→ **QUOTED PASSAGE**
____

Does your IUD have copper in it, or is it solely hormonal? IANAD, but what you are describing sounds like it could be an allergic reaction to the copper that is found in many IUDs.

Or possibly to the nickel that is in some copper IUDs, or perhaps even silver; both metals are used to stabilize the core of many IUDs, and nickel sensitivities are very common. You're in the UK, where there are a handful of copper IUD varieties available, so it might be a good idea to look into whether yours specifically contains some other metal in addition to copper and investigate from there.
posted by thisjax at 9:11 AM on August 11, 2010


I think we're missing something here - you're saying you can't have vaginal sex and doctor's can't fit even a child's speculum into your vagina for tests. Is this because you are tensing up or because you have a physical condition like vaginismus that prevents insertion? When they originally inserted the IUD, how was that done?

I think the OP is saying that whatever the problem is that's causing the odor/discharge has also caused significant pain such that her doctors cannot insert a speculum or even swab high up inside the vagina. It also sounds like it's not just pain but also a physical narrowing.

OP, can you talk to your doctors about possibly having some kind of anesthetic for further diagnosis of the underlying problem and/or removal of the coil. Possibly an epidural? I agree that it sounds like whatever the problem is, the coil is almost certainly exacerbating the issue and should come out and probably very soon.
posted by devinemissk at 9:43 AM on August 11, 2010


FWIW, I getting my (copper) IUD taken out was SIGNIFICANTLY EASIER than getting it put in. Insertion involved pain and poking and pinching and all that; removal involved the nurse (it wasn't even a doctor's appointment, I had it done at the well woman clinic) pulling the strings with a pair of little tongs (are they automatically called forceps in a medical situation? whatever. small things. no poking pinching nastiness). It came out, she dropped it in the bin, all done.

In your case it may be worth asking if it's possible to get some kind of medication, possibly in advance, muscle relaxant and/or local anaesthetic, whatever they think is best. If your GP is unhelpful, talk about the pain with a practice nurse instead. One little trick I've heard of to help relax your vaginal muscles is to open your mouth and concentrate on keeping your jaw relaxed - you know how it's utterly unhelpful when things like tampon instruction leaflets include the phrase 'try to relax your vaginal muscles'? This kind of displacement seems to work better.

____

→ **INFORMATION PROVIDED**
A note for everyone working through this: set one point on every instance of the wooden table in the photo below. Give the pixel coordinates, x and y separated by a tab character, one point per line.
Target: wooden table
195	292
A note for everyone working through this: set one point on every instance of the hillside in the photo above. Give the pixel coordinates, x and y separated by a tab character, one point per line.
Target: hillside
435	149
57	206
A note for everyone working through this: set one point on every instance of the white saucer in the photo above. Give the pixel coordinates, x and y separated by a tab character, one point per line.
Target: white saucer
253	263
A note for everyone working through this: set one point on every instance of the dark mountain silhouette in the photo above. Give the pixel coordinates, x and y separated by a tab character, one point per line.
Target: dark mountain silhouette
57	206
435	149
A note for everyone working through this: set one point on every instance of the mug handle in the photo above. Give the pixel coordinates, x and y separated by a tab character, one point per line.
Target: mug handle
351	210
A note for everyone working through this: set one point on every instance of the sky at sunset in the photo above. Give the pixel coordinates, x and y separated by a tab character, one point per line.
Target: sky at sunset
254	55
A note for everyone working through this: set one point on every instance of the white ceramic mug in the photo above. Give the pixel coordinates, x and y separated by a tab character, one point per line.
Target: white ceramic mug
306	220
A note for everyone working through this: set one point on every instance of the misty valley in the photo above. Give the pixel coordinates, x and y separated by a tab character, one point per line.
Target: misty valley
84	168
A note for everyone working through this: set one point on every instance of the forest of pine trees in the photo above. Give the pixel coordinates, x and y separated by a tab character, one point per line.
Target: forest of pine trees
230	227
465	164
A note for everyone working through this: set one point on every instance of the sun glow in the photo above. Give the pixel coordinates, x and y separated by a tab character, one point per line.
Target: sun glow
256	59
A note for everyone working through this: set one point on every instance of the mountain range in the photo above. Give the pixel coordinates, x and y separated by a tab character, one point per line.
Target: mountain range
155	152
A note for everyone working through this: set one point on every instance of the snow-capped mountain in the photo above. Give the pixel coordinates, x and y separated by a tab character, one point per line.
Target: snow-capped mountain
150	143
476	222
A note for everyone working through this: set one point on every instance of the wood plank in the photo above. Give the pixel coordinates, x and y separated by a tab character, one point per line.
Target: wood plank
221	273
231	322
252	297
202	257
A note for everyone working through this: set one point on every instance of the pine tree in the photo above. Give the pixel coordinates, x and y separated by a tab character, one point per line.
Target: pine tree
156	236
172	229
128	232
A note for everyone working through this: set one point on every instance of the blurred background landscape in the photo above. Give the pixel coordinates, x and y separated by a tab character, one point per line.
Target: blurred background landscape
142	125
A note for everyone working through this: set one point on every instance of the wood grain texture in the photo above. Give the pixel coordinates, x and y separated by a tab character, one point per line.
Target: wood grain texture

____

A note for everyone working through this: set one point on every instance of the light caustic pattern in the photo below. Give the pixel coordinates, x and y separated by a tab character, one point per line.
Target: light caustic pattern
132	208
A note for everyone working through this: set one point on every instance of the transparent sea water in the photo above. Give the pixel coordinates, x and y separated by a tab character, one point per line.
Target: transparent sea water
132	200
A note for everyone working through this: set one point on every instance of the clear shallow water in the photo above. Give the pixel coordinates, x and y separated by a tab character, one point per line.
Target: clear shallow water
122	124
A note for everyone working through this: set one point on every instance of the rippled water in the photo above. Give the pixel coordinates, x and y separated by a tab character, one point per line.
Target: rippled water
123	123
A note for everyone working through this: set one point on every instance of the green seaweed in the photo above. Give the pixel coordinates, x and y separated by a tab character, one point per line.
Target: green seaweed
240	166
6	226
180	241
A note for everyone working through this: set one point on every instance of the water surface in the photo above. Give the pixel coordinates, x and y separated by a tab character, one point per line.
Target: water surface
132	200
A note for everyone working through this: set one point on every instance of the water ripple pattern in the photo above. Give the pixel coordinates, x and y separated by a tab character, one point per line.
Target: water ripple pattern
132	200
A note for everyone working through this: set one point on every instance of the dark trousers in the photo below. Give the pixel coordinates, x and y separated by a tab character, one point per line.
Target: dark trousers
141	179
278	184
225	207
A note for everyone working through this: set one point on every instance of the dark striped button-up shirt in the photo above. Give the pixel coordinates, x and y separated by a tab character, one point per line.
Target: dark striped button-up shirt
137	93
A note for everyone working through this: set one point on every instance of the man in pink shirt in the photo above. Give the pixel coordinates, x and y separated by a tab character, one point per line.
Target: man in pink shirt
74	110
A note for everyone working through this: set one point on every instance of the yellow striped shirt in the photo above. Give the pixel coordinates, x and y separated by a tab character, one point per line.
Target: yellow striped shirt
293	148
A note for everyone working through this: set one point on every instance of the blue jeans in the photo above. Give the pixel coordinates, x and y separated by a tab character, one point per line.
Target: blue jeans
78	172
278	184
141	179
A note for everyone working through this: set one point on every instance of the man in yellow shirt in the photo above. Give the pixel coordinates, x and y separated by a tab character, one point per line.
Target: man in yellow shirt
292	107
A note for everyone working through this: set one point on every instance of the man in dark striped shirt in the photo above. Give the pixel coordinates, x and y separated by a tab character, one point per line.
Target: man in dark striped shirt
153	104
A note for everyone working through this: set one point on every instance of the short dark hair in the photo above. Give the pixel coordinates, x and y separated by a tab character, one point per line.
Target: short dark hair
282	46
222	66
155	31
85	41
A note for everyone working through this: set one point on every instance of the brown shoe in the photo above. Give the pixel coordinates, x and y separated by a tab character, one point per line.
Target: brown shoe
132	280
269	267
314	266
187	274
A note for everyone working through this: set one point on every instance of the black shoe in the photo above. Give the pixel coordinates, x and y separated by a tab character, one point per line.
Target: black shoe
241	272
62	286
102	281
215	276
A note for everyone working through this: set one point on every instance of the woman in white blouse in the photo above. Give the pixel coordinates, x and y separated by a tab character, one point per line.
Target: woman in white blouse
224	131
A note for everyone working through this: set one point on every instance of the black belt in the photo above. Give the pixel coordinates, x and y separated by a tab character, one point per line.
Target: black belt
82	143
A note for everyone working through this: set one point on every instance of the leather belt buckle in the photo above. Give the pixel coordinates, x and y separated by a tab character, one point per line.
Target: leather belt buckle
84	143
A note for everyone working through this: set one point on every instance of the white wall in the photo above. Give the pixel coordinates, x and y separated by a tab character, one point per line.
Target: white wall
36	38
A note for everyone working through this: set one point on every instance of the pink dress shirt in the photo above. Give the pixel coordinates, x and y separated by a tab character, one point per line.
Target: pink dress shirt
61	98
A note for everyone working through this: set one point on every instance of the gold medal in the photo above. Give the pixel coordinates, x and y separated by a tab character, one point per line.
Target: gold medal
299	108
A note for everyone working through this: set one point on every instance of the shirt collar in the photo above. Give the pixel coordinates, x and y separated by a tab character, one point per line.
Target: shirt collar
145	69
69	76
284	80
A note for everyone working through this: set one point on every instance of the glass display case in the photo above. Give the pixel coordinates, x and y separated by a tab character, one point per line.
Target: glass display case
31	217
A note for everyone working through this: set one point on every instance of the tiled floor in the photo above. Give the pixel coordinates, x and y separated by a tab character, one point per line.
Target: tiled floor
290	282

____

→ **TASK 1**
According to the IUD thread, which two metals are used to stabilize the core of many IUDs?
→ **TASK 2**
Extend the IUD thread with new text that picks up after its final sentence.

→ **ANSWER SPACE 1**
Nickel and silver.

→ **ANSWER SPACE 2**
I'm not anybody's medical professional, but I suspect that if you have some kind of damage (e.g. allergic reaction to something) or infection, that may cause muscle tension as a side effect, totally outwith your conscious control, and so the resulting pain when people try to see what's going on would have multiple sources, so if you can do something about the muscle tension alone it would still hurt a bit from the allergic reaction or whatever, but not nearly as much.

FWIW, my IUD caused spotting and increased discharge. It often smelled pretty nasty; it felt to me as though one of the ways the IUD worked as a contraceptive was to make me feel utterly unsexy, resulting in less sex. After it was removed the post-sex and ovulation spotting vanished, as did the nasty smell. Good luck.
posted by Lebannen at 11:15 AM on August 11, 2010


I had an IUD removed. It was less than 10% of the discomfort I had when it was put in. They don't have to dilate the cervix to do it, there is just a tool they use to take it out. I will never forget the pain I had when it was put in, even though that pain was brief. I've completely forgotten the minimal discomfort of getting it out. However, I don't have the physical problem with speculums you mention. If it is just pain due to physical smallness and not because of an infection itself, have you tried using dilators? This might be a good way to work up to the IUD removal and also make you less scared of having it done.